**PROBLEM REQUIREMENTS:**
Retype, without any change, the first line of the records and every line after it through the one containing "of the dried".

==== DATA SUPPLIED

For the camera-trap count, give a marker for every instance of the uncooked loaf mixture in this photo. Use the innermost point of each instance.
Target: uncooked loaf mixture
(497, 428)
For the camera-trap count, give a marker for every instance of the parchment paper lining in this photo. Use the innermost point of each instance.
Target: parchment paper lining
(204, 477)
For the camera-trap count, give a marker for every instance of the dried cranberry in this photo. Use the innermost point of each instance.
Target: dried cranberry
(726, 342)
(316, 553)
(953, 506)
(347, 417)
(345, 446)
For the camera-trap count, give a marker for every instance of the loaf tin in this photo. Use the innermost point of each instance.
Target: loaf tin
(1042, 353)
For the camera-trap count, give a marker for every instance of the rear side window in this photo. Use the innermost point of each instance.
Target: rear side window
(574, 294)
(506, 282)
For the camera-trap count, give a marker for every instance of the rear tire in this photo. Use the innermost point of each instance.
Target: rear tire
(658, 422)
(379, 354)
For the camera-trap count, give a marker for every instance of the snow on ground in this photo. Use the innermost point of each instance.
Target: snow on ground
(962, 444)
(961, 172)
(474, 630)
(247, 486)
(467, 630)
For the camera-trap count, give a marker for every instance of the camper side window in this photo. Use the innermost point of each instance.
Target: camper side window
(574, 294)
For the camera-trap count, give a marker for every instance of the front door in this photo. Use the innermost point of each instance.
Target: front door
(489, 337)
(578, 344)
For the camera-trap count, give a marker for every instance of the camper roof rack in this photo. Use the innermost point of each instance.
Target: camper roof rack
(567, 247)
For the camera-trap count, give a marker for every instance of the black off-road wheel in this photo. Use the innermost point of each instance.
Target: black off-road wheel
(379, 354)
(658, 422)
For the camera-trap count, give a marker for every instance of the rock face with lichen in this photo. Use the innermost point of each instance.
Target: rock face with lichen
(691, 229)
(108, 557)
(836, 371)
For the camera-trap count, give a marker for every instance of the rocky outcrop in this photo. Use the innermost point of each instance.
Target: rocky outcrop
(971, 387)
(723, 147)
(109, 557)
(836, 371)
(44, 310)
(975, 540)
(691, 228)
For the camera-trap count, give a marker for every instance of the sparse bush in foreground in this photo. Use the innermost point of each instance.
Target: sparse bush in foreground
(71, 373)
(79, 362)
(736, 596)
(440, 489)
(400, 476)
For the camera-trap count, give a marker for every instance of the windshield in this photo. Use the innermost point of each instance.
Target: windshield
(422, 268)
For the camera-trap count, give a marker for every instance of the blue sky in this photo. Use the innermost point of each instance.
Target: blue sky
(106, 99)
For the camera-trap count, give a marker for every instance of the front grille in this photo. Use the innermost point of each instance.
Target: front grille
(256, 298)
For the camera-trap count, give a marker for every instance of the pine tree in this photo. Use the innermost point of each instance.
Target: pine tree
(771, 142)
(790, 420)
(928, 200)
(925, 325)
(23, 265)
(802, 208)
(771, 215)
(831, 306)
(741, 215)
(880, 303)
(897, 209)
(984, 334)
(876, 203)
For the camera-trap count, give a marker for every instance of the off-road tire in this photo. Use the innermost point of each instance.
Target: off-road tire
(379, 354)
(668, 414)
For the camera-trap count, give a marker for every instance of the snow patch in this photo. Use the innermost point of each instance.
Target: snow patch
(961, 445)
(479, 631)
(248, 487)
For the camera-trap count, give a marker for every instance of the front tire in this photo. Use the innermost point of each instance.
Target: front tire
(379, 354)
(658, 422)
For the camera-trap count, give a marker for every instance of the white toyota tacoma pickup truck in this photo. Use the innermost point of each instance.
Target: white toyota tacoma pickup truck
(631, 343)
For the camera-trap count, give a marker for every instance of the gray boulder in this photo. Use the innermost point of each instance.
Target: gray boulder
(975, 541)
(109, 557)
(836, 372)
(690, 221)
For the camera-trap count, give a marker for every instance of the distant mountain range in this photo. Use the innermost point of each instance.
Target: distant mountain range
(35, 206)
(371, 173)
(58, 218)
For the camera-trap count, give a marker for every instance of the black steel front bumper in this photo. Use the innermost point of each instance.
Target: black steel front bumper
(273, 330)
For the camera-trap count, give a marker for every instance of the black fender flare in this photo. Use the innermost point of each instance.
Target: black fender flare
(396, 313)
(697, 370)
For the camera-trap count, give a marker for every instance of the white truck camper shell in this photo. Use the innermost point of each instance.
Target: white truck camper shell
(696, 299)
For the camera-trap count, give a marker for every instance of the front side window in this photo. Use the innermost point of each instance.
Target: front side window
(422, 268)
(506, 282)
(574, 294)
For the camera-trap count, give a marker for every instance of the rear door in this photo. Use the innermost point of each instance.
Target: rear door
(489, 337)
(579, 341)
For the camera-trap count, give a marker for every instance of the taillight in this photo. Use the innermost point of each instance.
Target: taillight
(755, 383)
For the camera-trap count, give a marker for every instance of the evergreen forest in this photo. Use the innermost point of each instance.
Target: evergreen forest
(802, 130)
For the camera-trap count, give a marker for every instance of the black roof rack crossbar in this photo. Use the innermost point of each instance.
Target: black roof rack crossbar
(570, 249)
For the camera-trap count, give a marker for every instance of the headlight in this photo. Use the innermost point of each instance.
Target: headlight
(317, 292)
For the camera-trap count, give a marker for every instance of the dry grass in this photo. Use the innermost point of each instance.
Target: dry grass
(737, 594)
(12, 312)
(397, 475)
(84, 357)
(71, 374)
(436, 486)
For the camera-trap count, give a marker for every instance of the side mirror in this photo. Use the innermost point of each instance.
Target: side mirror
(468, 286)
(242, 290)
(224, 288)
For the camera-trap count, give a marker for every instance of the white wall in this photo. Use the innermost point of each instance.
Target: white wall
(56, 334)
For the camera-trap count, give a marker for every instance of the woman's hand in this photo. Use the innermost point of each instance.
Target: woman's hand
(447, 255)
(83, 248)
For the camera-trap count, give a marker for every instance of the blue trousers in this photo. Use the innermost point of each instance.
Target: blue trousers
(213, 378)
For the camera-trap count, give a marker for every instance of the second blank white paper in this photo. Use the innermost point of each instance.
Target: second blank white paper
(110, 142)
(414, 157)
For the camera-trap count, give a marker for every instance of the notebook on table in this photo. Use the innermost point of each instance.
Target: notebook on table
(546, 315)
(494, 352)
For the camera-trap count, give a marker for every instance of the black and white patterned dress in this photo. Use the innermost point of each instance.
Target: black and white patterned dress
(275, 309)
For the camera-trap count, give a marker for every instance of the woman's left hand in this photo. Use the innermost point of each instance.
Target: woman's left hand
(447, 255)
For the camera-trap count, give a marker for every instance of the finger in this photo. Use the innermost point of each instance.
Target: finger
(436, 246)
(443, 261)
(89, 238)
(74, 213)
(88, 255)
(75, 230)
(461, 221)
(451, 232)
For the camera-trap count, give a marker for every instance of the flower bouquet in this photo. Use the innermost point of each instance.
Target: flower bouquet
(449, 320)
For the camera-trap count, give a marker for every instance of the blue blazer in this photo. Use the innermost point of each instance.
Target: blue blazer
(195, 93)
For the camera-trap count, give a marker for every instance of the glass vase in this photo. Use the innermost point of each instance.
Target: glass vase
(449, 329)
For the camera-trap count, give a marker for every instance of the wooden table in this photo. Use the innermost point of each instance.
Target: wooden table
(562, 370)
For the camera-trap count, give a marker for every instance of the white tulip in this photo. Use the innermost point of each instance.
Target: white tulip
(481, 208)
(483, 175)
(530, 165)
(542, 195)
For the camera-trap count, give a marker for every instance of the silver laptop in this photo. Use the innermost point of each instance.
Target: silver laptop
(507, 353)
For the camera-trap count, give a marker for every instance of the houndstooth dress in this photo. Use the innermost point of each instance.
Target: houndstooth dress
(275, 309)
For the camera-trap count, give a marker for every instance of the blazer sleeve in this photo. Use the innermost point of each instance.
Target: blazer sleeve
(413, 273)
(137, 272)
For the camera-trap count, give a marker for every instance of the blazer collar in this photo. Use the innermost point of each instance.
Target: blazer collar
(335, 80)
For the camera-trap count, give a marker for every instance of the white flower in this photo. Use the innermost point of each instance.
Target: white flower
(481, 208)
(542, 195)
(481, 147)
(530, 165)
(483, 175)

========

**SOLVED PROBLEM:**
For the camera-trap count, give a marker for every instance of the uncooked loaf mixture in this photo. Use the innermost point of each instance.
Target: uncooked loaf mixture
(497, 428)
For the camera-trap count, give a marker for every instance of the parchment paper lining in this photo. Use the innermost point of each instance.
Target: parchment paper lining
(204, 477)
For the camera-trap count, give a marker for every instance of the dried cranberry in this photo. Use the innermost point of each instance.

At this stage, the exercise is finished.